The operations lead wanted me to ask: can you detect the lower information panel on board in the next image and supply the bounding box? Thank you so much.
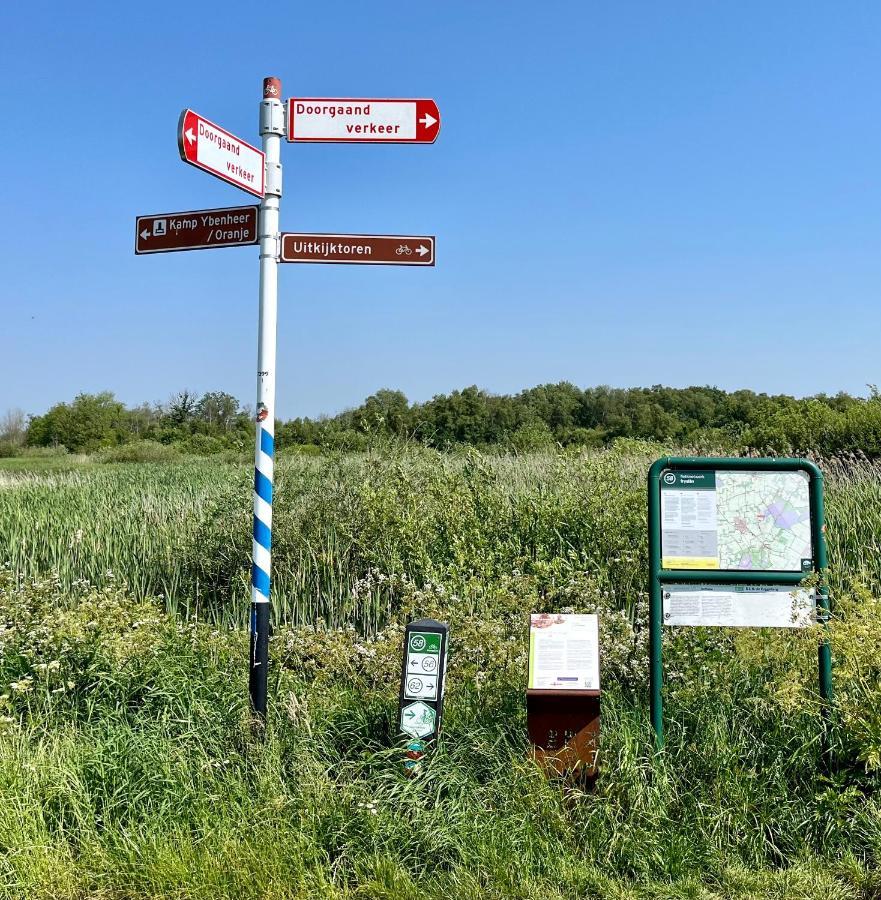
[662,583,814,628]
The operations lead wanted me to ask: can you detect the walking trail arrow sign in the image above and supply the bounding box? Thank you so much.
[178,109,265,197]
[281,233,435,265]
[287,98,440,143]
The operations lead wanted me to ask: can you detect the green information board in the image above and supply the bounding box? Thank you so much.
[648,457,832,749]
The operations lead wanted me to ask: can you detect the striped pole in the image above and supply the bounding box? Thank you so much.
[250,76,284,717]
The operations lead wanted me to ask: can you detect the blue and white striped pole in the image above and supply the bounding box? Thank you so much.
[250,76,284,717]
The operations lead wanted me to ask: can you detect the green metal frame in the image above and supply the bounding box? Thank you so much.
[648,457,832,749]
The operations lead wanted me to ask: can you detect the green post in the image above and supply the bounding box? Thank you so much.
[810,468,833,704]
[811,468,833,772]
[648,459,665,749]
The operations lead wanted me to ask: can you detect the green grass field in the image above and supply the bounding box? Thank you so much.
[2,445,881,898]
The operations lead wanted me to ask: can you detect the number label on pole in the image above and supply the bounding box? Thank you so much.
[280,233,435,266]
[178,109,266,198]
[287,98,440,143]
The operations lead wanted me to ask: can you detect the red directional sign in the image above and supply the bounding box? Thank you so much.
[287,98,440,143]
[178,109,265,197]
[135,206,259,255]
[280,233,435,265]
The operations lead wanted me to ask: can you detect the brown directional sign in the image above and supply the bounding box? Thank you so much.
[280,233,435,266]
[135,205,259,254]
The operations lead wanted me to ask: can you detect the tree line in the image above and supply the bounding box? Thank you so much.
[3,383,881,458]
[1,390,252,457]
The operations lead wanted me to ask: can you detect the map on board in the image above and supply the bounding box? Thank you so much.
[661,469,813,572]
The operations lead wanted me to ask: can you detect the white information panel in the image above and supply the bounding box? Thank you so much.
[663,584,814,628]
[528,614,600,690]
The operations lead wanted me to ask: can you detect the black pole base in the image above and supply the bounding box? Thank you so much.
[249,600,270,718]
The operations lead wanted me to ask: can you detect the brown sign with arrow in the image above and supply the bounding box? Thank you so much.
[280,233,435,266]
[135,206,259,254]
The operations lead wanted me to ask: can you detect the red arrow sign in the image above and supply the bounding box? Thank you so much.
[287,98,440,143]
[178,109,265,197]
[280,233,435,265]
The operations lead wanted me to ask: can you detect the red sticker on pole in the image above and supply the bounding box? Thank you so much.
[178,109,265,197]
[287,98,440,143]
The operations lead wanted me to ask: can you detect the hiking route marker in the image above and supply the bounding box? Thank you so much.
[399,620,448,773]
[137,77,439,721]
[648,457,832,751]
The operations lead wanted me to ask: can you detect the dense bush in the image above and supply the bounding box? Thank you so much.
[18,383,881,459]
[96,439,180,464]
[282,383,881,457]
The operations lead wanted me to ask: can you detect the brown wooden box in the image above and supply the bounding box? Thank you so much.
[526,689,600,778]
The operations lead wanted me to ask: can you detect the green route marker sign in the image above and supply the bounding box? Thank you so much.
[400,701,436,738]
[648,457,832,749]
[399,619,449,769]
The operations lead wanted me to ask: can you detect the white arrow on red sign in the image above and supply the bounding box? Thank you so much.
[178,109,265,197]
[287,98,440,143]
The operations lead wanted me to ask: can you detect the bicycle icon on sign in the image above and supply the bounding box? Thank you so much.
[395,244,412,256]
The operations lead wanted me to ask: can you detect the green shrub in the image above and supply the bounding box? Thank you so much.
[177,433,228,456]
[96,440,180,464]
[19,445,69,458]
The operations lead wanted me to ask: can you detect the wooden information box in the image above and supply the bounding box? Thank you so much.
[526,613,600,778]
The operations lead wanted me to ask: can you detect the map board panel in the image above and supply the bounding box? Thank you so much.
[663,583,814,628]
[528,614,599,691]
[661,470,813,572]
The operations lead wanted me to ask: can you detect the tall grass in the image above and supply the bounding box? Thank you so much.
[1,568,880,898]
[3,447,881,897]
[2,446,880,628]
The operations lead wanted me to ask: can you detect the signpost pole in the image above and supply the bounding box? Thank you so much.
[249,76,284,718]
[647,459,665,749]
[811,470,833,705]
[811,467,834,770]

------------------------------

> What you are asked to do: Your answer must be the lines from the one with "detect the signpost" through the last line of the data, repeated exactly and with nothing else.

> Response:
The operations lead wanted me to ask: can you detect the signpost pole in the image above and supply the bounding box? Thank you so much.
[249,76,284,718]
[647,459,665,749]
[811,470,833,705]
[811,467,834,770]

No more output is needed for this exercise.